→ **OBJECTIVE**
Write out exactly the lines running from the one with "# test: for every instance of the concrete sidewalk, mark" to the end of the data, including both of those lines and excluding pictures.

→ **EXTRACTED DATA**
╭──

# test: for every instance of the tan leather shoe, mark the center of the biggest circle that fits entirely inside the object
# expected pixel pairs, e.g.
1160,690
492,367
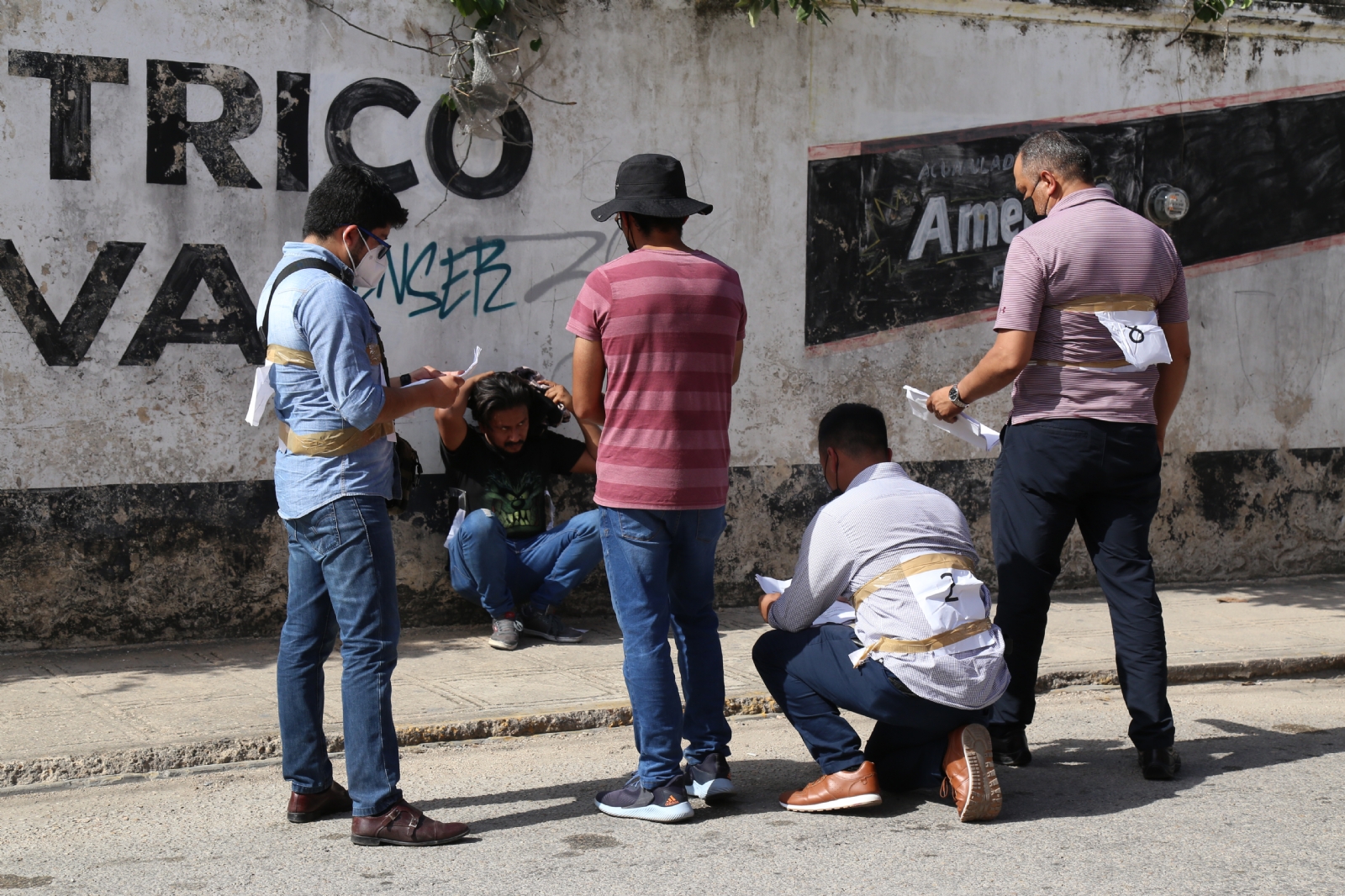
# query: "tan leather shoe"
306,808
403,825
970,772
841,790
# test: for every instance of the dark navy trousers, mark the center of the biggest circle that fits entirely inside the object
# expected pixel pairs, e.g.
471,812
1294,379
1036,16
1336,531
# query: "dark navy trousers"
1105,477
810,676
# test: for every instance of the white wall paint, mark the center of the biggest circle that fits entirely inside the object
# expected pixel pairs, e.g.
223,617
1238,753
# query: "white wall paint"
739,107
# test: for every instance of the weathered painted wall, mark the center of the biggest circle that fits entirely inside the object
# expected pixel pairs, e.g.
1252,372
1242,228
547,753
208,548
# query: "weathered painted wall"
136,502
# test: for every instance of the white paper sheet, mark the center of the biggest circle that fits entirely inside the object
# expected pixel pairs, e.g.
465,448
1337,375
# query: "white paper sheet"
464,374
840,611
461,499
261,394
477,358
966,427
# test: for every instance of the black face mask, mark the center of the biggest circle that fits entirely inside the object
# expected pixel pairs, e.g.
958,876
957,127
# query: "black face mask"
1029,205
630,246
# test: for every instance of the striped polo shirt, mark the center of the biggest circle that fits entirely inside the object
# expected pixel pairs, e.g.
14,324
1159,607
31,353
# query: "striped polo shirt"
1086,246
667,322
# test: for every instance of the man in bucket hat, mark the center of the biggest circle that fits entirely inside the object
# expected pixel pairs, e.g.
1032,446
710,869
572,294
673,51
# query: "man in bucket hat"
665,324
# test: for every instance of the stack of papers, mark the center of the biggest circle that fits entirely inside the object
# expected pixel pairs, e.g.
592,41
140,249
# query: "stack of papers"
840,613
966,427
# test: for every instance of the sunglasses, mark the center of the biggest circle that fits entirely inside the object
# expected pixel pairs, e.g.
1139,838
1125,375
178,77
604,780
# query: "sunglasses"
383,248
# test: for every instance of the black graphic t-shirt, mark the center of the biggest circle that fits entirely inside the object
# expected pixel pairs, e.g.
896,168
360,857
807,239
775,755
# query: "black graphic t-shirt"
513,486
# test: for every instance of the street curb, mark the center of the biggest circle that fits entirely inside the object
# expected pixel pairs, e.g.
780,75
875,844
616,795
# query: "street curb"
170,762
1195,673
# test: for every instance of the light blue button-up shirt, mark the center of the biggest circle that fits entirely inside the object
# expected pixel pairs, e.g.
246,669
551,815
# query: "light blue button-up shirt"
316,313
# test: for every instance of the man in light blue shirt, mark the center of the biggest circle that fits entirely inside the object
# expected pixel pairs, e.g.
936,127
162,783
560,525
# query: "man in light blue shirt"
335,472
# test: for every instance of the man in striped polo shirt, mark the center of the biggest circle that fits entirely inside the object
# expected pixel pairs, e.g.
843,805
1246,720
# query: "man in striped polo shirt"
1093,334
665,324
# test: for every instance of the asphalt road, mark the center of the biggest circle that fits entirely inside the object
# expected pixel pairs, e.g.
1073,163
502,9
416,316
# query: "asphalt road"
1258,810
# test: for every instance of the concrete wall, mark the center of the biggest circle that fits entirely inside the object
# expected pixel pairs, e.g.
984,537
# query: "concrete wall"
136,502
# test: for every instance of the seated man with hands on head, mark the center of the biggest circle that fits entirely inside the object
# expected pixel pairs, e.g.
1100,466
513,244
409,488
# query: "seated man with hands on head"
923,658
506,553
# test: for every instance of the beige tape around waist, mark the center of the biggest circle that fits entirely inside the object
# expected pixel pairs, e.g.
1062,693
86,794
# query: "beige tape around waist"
1118,302
925,562
926,645
1091,306
293,356
334,443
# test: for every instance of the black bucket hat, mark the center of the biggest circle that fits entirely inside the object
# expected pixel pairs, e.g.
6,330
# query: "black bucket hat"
651,185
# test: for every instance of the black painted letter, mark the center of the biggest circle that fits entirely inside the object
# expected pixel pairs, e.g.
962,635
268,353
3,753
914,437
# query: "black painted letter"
340,116
71,103
163,322
293,92
64,345
166,152
514,158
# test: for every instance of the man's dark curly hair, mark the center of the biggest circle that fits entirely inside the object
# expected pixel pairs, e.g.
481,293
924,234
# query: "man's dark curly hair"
501,392
351,195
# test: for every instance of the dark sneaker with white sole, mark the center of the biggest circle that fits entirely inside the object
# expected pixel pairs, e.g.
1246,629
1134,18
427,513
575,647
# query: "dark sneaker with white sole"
540,623
709,779
504,633
667,804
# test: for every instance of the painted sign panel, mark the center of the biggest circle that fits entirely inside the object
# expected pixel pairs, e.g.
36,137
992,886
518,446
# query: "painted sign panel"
916,229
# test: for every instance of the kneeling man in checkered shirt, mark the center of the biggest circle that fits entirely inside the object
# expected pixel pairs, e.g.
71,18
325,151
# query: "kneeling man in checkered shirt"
923,656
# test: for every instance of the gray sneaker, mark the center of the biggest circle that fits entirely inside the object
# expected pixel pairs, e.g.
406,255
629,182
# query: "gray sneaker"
504,634
538,623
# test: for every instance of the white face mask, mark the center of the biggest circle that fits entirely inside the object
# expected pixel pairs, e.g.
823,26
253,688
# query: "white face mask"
372,266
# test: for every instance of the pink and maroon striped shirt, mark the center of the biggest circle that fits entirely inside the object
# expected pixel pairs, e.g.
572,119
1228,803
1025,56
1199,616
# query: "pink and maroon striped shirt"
667,322
1087,246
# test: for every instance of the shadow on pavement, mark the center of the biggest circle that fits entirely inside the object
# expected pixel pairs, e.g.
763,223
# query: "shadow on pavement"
1087,777
1067,779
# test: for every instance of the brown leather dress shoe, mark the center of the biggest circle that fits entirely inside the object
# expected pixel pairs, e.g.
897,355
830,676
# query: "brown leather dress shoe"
403,825
306,808
841,790
970,771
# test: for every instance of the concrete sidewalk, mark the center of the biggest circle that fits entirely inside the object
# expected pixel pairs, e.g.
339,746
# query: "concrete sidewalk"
114,710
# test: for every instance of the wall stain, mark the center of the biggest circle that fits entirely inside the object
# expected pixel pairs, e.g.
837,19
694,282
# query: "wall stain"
127,564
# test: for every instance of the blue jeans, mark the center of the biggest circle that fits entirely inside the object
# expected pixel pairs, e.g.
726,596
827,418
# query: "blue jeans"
1105,477
810,676
661,569
502,572
342,580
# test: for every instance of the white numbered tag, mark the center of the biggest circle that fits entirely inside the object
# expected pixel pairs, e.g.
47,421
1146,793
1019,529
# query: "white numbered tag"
947,598
1138,335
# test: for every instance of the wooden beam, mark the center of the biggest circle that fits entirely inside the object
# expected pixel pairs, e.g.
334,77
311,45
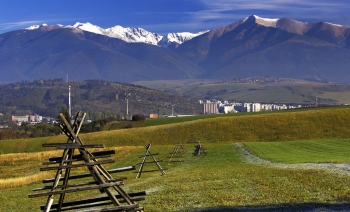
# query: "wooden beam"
98,199
95,154
74,145
73,160
77,165
101,186
116,208
128,168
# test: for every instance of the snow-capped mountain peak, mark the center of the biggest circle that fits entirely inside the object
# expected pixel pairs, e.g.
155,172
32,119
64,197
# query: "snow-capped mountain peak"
34,27
132,35
178,38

╰──

→ **ANSWER IN FULL**
# test: for every instance of the concrete sidewalk, mark the center of the biggest circle that fits entirely inside the object
# expected pixel pairs, e.g.
339,746
# query: "concrete sidewalk"
114,710
# test: for every instance of the wall stain, mark the center of the biggest circle that fits entirely inside the object
# expected pixel pairs, e.g.
837,19
694,282
# query: "wall stain"
127,564
# test: for every instance of the blue jeans, mark the center of the biggest circle that fits entirely inside the object
# expected pixel pairs, e.g.
726,596
827,418
# query: "blue jeans"
1105,477
810,676
661,569
502,572
342,580
# test: for every instance of the white numbered tag, mark the center of the biggest circle that fits entirely inside the object
# expected pixel pairs, e.g.
47,421
1146,793
1019,529
# query: "white numbered tag"
947,598
1138,335
# test: for every instance of the wooden beam, mark the center of the biggest circle that fits entirely inside the object
# expected pixel pairs, e.g.
334,77
311,45
# query: "wooden beam"
98,199
95,154
74,145
73,160
77,165
101,186
116,208
128,168
# test: for every instance of the snow-capped mountain peak, mark the center of the biggest circle that fits entirely inside the object
# expected pixel pairs, e.g.
155,172
32,119
64,197
# query: "snow-capped mountain peak"
34,27
132,35
178,38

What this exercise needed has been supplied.